━━ Record set

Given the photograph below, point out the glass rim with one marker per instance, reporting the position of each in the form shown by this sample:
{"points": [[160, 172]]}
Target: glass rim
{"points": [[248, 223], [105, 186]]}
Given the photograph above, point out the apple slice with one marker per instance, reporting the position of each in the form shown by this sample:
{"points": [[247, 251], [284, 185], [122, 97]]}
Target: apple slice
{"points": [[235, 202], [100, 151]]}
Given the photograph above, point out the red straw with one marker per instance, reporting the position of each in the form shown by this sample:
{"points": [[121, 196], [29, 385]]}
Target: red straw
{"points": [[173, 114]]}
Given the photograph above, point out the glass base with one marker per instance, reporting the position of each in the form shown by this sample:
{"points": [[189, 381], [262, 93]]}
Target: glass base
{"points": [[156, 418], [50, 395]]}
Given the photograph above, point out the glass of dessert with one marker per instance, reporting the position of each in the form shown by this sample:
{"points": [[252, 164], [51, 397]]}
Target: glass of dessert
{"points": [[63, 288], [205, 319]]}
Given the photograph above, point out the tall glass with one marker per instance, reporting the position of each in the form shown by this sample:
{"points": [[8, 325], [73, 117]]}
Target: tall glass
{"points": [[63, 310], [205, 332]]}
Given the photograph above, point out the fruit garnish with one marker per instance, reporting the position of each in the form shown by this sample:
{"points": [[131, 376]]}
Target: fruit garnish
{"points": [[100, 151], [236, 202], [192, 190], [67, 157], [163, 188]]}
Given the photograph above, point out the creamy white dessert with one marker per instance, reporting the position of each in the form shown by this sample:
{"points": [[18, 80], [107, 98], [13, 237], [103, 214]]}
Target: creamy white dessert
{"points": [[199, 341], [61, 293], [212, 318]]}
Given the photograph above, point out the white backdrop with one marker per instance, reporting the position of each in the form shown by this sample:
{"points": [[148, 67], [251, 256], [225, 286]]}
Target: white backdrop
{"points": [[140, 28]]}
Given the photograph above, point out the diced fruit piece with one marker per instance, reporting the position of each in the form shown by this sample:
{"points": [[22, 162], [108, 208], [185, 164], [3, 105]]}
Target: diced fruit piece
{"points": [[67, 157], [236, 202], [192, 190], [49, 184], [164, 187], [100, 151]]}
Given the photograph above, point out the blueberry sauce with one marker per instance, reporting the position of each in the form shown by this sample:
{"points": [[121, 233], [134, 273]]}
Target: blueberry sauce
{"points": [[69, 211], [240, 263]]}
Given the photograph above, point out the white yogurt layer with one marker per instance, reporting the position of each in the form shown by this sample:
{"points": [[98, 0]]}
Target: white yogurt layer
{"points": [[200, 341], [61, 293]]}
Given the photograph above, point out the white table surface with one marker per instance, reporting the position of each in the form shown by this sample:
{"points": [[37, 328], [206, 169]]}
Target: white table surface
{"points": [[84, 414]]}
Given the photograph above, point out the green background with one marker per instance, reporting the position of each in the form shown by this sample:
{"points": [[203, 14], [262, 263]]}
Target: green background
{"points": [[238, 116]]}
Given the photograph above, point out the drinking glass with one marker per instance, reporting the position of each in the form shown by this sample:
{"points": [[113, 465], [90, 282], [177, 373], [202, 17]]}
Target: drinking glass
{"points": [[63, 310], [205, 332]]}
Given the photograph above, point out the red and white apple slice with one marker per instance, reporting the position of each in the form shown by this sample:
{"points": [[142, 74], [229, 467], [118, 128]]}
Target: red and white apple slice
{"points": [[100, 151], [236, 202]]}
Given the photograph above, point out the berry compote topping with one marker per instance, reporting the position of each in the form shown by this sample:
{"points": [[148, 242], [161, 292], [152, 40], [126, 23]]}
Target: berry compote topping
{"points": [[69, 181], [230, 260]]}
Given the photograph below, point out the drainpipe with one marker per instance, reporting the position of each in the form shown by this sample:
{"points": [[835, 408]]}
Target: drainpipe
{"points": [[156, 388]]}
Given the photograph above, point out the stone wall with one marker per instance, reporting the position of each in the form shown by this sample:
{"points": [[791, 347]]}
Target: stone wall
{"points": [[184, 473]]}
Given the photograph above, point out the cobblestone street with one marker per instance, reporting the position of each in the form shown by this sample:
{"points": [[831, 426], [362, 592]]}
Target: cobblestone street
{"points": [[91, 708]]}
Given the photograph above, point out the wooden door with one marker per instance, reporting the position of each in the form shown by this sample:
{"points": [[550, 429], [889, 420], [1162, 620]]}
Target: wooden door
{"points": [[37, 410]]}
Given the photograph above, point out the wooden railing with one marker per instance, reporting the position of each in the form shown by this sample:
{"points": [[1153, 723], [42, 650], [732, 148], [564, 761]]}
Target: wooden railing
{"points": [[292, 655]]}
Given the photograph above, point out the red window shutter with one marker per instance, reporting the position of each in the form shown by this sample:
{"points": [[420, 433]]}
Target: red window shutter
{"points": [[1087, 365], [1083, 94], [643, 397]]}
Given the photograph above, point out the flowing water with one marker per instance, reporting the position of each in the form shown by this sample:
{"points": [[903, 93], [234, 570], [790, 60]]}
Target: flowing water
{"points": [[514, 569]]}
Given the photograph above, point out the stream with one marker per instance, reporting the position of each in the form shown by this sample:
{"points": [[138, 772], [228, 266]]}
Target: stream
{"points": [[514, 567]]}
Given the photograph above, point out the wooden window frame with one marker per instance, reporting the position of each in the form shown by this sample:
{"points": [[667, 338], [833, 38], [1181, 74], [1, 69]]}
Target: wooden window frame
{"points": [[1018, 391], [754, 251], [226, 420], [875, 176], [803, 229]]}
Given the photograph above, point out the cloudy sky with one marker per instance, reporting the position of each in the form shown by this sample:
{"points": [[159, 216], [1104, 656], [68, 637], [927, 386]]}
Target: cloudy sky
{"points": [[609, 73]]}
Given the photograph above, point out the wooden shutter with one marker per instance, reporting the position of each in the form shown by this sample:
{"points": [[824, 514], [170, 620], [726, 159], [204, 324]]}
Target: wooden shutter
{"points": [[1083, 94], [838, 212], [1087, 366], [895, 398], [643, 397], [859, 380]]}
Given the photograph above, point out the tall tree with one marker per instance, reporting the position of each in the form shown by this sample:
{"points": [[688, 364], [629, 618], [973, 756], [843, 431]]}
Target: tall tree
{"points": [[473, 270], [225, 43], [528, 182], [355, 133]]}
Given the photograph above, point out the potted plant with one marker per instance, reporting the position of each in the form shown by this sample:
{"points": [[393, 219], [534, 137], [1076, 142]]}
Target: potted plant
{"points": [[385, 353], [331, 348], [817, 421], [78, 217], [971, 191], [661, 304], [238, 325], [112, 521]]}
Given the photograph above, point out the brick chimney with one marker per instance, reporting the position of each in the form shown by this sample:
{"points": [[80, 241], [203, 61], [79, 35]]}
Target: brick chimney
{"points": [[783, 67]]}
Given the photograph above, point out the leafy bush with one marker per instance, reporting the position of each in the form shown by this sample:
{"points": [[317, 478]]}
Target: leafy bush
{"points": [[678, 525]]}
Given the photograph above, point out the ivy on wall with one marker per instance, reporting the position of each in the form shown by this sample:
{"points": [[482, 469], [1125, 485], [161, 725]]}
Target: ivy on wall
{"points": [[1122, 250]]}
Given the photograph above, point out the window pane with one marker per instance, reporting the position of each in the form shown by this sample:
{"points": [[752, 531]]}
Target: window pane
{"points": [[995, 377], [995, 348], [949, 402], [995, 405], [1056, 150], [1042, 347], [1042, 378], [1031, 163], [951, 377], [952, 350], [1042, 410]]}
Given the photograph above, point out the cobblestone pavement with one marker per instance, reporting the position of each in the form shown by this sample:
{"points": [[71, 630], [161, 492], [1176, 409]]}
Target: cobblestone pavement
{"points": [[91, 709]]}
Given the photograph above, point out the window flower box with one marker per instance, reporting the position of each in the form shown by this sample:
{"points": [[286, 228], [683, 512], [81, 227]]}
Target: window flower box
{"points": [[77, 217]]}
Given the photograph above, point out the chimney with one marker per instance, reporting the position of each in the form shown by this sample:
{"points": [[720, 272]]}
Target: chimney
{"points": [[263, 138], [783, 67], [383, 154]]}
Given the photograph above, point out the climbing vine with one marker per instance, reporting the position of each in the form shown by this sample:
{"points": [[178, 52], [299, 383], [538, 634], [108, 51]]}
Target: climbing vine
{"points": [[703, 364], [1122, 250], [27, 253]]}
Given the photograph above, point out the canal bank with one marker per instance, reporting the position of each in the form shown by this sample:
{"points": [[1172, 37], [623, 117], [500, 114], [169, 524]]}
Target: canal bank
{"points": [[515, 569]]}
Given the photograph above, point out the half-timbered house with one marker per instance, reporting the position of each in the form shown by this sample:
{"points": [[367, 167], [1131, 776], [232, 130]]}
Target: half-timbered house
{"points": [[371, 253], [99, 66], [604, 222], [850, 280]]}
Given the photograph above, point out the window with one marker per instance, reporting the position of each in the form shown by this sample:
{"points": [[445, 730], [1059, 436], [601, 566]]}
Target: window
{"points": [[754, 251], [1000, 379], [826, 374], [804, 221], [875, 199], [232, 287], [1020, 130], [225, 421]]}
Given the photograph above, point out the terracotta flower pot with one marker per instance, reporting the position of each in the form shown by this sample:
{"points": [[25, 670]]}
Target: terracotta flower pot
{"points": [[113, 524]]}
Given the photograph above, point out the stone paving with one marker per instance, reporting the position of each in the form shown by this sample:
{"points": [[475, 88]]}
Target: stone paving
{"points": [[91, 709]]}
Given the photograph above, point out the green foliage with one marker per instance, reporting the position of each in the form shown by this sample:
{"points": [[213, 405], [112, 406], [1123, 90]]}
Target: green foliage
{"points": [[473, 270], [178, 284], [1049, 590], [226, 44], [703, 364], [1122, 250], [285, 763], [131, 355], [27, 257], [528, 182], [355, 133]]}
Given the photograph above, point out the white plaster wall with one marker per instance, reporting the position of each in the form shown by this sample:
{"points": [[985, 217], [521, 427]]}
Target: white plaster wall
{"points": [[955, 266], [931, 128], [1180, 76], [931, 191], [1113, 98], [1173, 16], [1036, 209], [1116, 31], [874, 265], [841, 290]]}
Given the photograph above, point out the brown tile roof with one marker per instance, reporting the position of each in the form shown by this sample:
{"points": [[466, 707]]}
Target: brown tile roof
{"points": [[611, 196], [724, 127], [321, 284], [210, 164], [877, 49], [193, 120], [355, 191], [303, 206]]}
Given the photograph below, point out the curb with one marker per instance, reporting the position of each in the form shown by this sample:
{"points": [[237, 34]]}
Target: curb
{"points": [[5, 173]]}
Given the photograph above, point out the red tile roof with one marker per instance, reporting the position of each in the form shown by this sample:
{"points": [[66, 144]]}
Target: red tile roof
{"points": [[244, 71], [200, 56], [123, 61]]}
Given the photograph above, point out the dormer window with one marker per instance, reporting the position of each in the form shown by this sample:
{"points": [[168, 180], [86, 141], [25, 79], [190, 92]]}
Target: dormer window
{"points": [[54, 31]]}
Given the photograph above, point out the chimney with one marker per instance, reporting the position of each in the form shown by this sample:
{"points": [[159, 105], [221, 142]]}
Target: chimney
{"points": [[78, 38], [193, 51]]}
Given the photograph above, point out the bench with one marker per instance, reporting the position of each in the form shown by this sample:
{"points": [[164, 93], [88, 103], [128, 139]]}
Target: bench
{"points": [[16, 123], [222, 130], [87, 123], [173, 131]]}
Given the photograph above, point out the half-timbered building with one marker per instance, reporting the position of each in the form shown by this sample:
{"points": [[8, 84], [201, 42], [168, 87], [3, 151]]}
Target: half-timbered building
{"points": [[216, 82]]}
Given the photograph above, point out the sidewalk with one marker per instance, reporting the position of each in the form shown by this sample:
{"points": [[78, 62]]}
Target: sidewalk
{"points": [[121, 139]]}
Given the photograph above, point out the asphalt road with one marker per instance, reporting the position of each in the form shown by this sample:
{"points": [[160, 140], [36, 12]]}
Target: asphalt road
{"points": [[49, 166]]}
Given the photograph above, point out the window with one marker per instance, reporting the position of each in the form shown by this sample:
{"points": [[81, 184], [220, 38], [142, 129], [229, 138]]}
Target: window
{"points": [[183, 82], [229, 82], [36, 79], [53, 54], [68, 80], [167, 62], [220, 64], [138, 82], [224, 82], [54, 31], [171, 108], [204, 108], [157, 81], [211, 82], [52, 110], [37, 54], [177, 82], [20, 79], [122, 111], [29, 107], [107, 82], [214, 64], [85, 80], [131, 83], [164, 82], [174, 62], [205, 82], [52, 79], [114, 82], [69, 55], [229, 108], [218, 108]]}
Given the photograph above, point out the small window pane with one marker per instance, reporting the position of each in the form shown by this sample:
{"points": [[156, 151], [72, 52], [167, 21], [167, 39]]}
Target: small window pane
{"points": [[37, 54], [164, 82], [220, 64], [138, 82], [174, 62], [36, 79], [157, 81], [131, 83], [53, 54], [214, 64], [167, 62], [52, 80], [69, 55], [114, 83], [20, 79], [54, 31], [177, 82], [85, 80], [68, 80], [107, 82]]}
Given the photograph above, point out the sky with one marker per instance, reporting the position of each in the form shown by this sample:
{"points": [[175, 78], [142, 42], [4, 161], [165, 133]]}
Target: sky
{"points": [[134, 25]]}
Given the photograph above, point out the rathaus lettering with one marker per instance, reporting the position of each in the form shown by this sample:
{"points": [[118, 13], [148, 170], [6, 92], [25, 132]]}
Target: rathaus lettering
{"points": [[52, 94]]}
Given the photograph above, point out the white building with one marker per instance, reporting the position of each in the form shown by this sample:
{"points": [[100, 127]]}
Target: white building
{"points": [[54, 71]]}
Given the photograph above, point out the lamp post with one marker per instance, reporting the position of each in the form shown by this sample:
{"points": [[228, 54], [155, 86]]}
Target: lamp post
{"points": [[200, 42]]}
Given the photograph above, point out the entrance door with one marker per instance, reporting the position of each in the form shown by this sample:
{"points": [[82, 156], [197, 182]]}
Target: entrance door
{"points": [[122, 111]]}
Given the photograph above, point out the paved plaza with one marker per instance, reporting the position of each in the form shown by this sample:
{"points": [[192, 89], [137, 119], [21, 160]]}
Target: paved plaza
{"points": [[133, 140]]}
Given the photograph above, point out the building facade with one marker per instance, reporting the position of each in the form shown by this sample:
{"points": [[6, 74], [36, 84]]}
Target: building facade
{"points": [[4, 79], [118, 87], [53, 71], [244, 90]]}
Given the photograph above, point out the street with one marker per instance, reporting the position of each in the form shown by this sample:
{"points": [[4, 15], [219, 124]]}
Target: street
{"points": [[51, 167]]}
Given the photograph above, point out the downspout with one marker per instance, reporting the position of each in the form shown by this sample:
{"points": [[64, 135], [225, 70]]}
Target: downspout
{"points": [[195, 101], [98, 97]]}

━━━━

Exercise instructions
Only the lines from the one containing "Given the photograph above, point out the sky" through the end of the entries above belong in the answer; repeat them exactly.

Right answer
Given the photograph above, point out the sky with one marker per instance, reporting the position of each in the form shown by this sample:
{"points": [[175, 78], [142, 42], [4, 161], [165, 133]]}
Target: sky
{"points": [[134, 25]]}
Given the photograph above, point out the rathaus lettering with one marker per instance, reporting the position of each in the form shown by this sample:
{"points": [[118, 13], [148, 170], [6, 92], [25, 132]]}
Target: rathaus lettering
{"points": [[52, 94]]}
Given the photograph above, point out the white building with one marker per instance, reporting the position of each in the form shown by this sample:
{"points": [[100, 127]]}
Target: white building
{"points": [[54, 71]]}
Given the photograph above, point out the lamp post with one marker per instance, reporting the position of each in the form shown by this sample:
{"points": [[228, 54], [155, 86]]}
Target: lamp post
{"points": [[200, 42]]}
Given the photograph above, point out the entrance door with one marker per instance, reporting the position of each in the form shown by this sample:
{"points": [[82, 156], [197, 182]]}
Target: entrance door
{"points": [[122, 111]]}
Given the photograph above, point out the paved plaza with one marker per instance, reporting the position of each in the form shown by this sample:
{"points": [[192, 89], [137, 119], [21, 160]]}
Target: paved plaza
{"points": [[133, 140]]}
Given the photograph above, point out the building facade with one marker per instance, reporting the position of each in the form shown by this sample:
{"points": [[6, 74], [36, 84]]}
Target: building facade
{"points": [[4, 79], [118, 87], [53, 71], [244, 90]]}
Given the photograph above, point out the street with one marker per instance, reporting the position of each in the form shown by this sample:
{"points": [[4, 15], [219, 124]]}
Target: street
{"points": [[51, 167]]}
Given the photograph above, point out the downspout with one marker per instance, reporting the position of each in the form shown by this sample:
{"points": [[64, 135], [225, 70]]}
Target: downspout
{"points": [[195, 101], [98, 97]]}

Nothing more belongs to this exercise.